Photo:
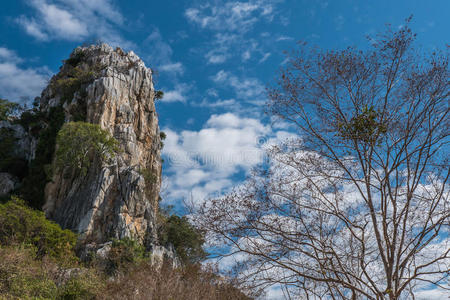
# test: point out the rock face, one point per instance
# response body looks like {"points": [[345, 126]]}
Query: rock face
{"points": [[25, 144], [8, 183], [117, 199]]}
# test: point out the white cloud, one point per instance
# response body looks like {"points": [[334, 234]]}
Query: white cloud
{"points": [[176, 95], [265, 57], [245, 88], [74, 20], [176, 68], [202, 163], [231, 21], [16, 82]]}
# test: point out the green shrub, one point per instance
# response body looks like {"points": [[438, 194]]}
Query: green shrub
{"points": [[79, 142], [23, 277], [159, 95], [20, 224], [81, 286], [7, 109], [73, 80], [185, 238], [9, 162], [32, 190]]}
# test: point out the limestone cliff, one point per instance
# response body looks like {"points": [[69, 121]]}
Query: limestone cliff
{"points": [[120, 198]]}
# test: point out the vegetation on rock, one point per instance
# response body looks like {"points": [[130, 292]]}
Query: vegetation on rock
{"points": [[79, 142]]}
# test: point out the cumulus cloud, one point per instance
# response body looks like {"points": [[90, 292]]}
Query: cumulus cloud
{"points": [[176, 95], [16, 82], [176, 68], [245, 88], [202, 163], [230, 16], [231, 21], [73, 20]]}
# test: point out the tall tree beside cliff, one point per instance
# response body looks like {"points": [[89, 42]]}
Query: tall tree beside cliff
{"points": [[358, 207]]}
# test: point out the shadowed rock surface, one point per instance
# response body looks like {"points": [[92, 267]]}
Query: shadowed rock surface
{"points": [[114, 199]]}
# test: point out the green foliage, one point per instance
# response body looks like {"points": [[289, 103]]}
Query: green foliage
{"points": [[20, 224], [162, 135], [34, 184], [77, 57], [185, 238], [82, 286], [365, 126], [9, 162], [7, 109], [22, 277], [159, 95], [79, 142], [123, 254], [67, 84], [149, 176]]}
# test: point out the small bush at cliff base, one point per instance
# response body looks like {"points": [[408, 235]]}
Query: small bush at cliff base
{"points": [[79, 142], [185, 238], [20, 224], [23, 277], [7, 109], [144, 281], [124, 253]]}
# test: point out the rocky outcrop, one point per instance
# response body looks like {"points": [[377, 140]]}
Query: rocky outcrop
{"points": [[8, 183], [119, 198], [25, 143]]}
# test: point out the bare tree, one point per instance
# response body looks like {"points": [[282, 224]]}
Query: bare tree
{"points": [[358, 207]]}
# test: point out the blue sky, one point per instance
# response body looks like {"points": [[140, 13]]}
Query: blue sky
{"points": [[214, 60]]}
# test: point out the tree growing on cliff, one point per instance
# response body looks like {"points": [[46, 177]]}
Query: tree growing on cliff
{"points": [[358, 207], [78, 143], [7, 109]]}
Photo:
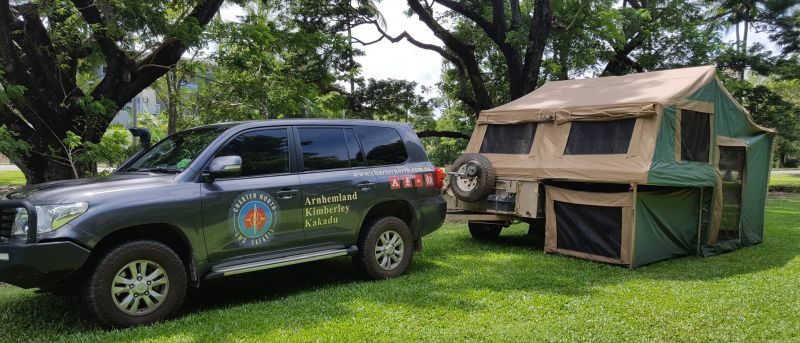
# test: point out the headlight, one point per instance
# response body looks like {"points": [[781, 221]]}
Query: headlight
{"points": [[50, 217]]}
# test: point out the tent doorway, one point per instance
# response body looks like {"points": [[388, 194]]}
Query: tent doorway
{"points": [[732, 162]]}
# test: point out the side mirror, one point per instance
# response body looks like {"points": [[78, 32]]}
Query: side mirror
{"points": [[143, 134], [224, 166]]}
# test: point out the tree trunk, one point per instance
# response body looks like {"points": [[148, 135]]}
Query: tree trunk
{"points": [[50, 103], [744, 47]]}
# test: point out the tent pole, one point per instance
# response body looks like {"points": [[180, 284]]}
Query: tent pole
{"points": [[700, 221], [634, 187]]}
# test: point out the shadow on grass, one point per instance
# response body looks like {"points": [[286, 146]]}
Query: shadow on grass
{"points": [[447, 275]]}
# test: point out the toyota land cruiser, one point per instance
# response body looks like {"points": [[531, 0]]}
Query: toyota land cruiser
{"points": [[221, 200]]}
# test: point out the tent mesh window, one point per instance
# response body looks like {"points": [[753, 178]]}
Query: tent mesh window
{"points": [[732, 161], [600, 137], [508, 139], [695, 136], [589, 229]]}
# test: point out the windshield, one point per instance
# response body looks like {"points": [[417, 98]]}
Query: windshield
{"points": [[176, 152]]}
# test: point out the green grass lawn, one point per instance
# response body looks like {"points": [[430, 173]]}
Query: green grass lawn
{"points": [[460, 289], [11, 178], [785, 182]]}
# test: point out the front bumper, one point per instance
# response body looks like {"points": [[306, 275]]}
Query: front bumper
{"points": [[29, 265]]}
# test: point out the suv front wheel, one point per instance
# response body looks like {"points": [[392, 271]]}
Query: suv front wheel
{"points": [[135, 283], [386, 248]]}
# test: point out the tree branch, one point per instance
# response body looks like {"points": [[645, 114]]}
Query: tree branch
{"points": [[446, 134], [465, 53], [116, 60], [538, 35]]}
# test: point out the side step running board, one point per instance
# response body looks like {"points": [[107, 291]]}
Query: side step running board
{"points": [[279, 262]]}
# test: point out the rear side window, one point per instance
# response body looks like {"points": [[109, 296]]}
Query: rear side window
{"points": [[508, 139], [600, 137], [382, 145], [263, 152], [324, 148], [353, 149], [695, 136]]}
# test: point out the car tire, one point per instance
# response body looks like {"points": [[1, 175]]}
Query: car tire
{"points": [[386, 249], [118, 298], [484, 231], [478, 186]]}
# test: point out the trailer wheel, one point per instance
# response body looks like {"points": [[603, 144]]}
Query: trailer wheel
{"points": [[475, 177]]}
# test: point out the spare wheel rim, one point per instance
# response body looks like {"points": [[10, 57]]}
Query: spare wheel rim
{"points": [[466, 184]]}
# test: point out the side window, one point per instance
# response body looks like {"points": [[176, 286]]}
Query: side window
{"points": [[263, 152], [600, 137], [695, 136], [353, 149], [324, 148], [382, 145], [508, 139]]}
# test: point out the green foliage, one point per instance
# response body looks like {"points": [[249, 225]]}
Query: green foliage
{"points": [[12, 146], [768, 108], [113, 149], [12, 178]]}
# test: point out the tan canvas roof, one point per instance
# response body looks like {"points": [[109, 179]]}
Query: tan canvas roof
{"points": [[629, 95]]}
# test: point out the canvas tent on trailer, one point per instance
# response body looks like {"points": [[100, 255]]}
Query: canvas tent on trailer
{"points": [[635, 168]]}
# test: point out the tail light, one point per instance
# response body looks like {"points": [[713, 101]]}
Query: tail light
{"points": [[440, 175]]}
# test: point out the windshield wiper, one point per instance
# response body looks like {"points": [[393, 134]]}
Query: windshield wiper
{"points": [[157, 170]]}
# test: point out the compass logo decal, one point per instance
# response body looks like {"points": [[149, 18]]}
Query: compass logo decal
{"points": [[253, 216]]}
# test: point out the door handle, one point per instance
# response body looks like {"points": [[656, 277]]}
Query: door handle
{"points": [[365, 186], [286, 193]]}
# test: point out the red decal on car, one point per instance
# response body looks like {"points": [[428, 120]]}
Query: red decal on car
{"points": [[407, 182], [429, 180], [418, 181], [394, 182]]}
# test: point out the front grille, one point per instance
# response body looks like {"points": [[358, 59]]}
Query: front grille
{"points": [[7, 221]]}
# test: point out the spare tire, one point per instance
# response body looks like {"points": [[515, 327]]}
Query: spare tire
{"points": [[473, 177]]}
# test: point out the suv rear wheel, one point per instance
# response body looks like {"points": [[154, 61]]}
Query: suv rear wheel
{"points": [[135, 283], [485, 231], [386, 249]]}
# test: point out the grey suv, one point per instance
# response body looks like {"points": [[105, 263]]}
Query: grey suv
{"points": [[221, 200]]}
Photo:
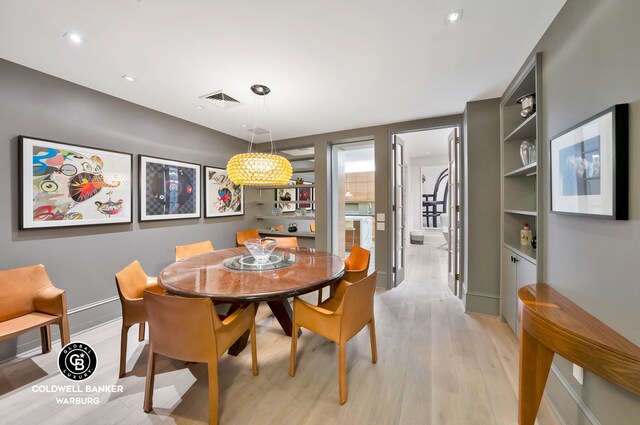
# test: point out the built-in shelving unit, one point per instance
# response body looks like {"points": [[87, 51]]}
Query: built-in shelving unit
{"points": [[299, 234], [521, 188], [264, 198], [286, 216]]}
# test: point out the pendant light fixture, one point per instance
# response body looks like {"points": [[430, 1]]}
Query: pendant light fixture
{"points": [[259, 169]]}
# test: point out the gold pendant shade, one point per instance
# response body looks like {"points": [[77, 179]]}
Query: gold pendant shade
{"points": [[259, 169]]}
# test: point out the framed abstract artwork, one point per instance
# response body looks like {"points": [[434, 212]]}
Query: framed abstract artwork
{"points": [[222, 197], [589, 166], [65, 185], [287, 198], [169, 189]]}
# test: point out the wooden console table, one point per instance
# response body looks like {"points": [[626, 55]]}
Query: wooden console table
{"points": [[550, 323]]}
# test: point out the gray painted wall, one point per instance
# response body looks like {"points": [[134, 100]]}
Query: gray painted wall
{"points": [[481, 207], [591, 62], [381, 135], [83, 260]]}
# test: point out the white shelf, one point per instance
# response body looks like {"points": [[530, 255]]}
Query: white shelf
{"points": [[299, 234], [304, 170], [526, 251], [286, 186], [285, 202], [286, 216], [522, 212], [525, 131]]}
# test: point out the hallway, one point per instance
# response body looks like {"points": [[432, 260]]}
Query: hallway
{"points": [[436, 365]]}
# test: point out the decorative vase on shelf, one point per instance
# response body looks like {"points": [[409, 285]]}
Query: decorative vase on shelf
{"points": [[527, 152], [528, 103], [525, 236]]}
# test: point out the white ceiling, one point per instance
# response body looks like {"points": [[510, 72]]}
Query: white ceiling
{"points": [[331, 65], [426, 143]]}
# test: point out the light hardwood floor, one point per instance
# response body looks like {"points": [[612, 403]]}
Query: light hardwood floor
{"points": [[436, 365]]}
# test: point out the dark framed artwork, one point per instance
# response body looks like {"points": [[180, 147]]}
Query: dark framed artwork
{"points": [[589, 166], [169, 189], [65, 185], [287, 198], [305, 194], [222, 197]]}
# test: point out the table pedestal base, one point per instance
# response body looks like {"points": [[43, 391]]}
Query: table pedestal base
{"points": [[282, 312]]}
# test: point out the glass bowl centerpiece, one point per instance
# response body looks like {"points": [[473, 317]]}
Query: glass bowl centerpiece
{"points": [[261, 249]]}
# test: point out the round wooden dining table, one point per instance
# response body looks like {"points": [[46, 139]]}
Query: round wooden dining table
{"points": [[206, 275]]}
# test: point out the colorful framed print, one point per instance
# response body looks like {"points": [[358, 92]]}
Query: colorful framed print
{"points": [[222, 197], [287, 198], [65, 185], [169, 190], [589, 166], [305, 194]]}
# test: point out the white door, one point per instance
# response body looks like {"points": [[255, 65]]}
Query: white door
{"points": [[399, 210], [454, 214]]}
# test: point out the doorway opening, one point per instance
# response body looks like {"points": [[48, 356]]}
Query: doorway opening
{"points": [[353, 202], [425, 201]]}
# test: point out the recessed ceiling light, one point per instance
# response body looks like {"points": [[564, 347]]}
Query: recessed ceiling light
{"points": [[73, 37], [453, 16]]}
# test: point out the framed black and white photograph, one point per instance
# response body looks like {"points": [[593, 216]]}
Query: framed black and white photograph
{"points": [[169, 189], [287, 198], [590, 167], [65, 185], [222, 197]]}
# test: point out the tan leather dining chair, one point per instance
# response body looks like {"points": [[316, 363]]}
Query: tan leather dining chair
{"points": [[246, 234], [185, 251], [287, 242], [189, 329], [338, 319], [131, 282], [356, 267], [28, 301]]}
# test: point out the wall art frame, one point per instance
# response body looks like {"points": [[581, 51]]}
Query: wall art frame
{"points": [[305, 198], [222, 197], [69, 185], [589, 166], [287, 198], [169, 189]]}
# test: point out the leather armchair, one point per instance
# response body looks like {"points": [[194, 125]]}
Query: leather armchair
{"points": [[29, 300], [185, 251], [189, 329], [356, 267], [338, 319], [246, 234], [131, 282], [286, 242]]}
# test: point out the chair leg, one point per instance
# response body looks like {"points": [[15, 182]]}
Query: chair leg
{"points": [[64, 331], [141, 331], [45, 338], [342, 371], [254, 349], [123, 350], [294, 345], [213, 392], [372, 336], [151, 374]]}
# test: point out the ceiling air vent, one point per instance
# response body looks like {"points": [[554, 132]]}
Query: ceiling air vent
{"points": [[221, 99], [258, 130]]}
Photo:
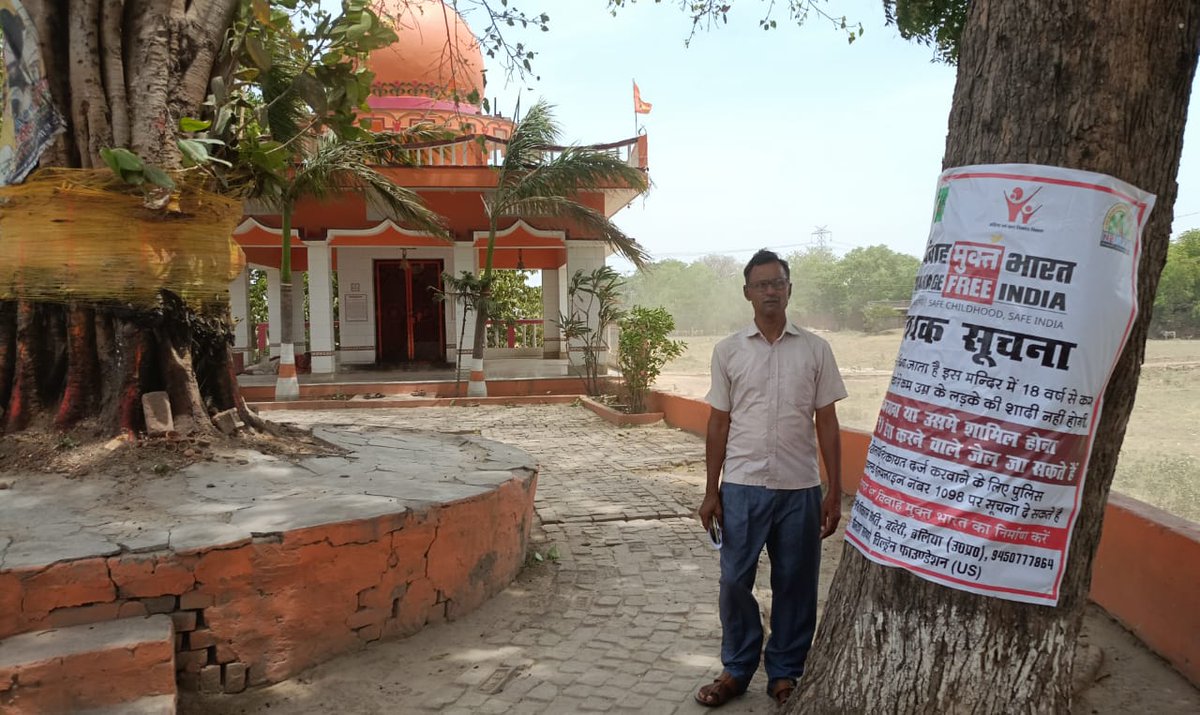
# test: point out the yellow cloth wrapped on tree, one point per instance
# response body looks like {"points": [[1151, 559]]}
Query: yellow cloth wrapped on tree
{"points": [[83, 235]]}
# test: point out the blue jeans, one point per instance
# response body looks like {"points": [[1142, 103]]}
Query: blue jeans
{"points": [[789, 523]]}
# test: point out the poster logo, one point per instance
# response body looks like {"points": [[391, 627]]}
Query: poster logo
{"points": [[973, 272], [1117, 229], [943, 194], [1020, 206]]}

* [DIRECTIONS FOR THIS TASK] Without the pictures, retype exactly the lines from the one that holds "# test: point out the recessed" to the last line of the data above, both of them included.

* [EXERCISE SOLUTION]
# test: point out the recessed ceiling light, one point per instance
# response body looks like {"points": [[564, 347]]}
Query: recessed ceiling light
{"points": [[73, 37], [453, 16]]}
# test: point out the framed black and white photograph, one point per instance
# response body looks like {"points": [[593, 216]]}
Query: framed black and white photograph
{"points": [[169, 189], [287, 198], [590, 167], [65, 185], [222, 197]]}
# test: point out the tan leather dining chair, one point per instance
# response body looks like {"points": [[316, 363]]}
Query: tan leather dining chair
{"points": [[246, 234], [185, 251], [287, 242], [189, 329], [338, 319], [131, 282], [356, 267], [28, 301]]}
# test: point out the wall art frame, one point per instance
# response body looks like {"points": [[581, 51]]}
Query: wall art frame
{"points": [[305, 198], [222, 197], [69, 185], [589, 166], [287, 198], [169, 189]]}
# test: point out the leather armchair, one point per instance
# response body looks like {"points": [[194, 125]]}
Query: leather armchair
{"points": [[29, 300], [185, 251], [189, 329], [356, 267], [338, 319], [246, 234], [131, 282], [286, 242]]}
# test: point out the chair leg, one point per instance
# response body looks like {"points": [[15, 182]]}
Query: chair leg
{"points": [[64, 331], [141, 331], [45, 338], [342, 371], [254, 349], [123, 350], [294, 345], [213, 392], [372, 336], [151, 374]]}
# test: point out the ceiling air vent, one point per instance
# response body looks like {"points": [[554, 132]]}
Query: ceiling air vent
{"points": [[221, 99], [258, 130]]}
Photo:
# test: point out the yellow cloth wrapped on tree, one point per instance
# response body looks like {"points": [[1151, 559]]}
Query: yellow cloth wrapped on tree
{"points": [[83, 235]]}
# test: point out the blue jeans, one point per instance
# response body looks like {"points": [[1142, 103]]}
Query: blue jeans
{"points": [[789, 523]]}
# test: point out the poster logo, one point per instance
# response body looks like {"points": [[391, 627]]}
Query: poster logo
{"points": [[973, 272], [1117, 229], [943, 194], [1020, 206]]}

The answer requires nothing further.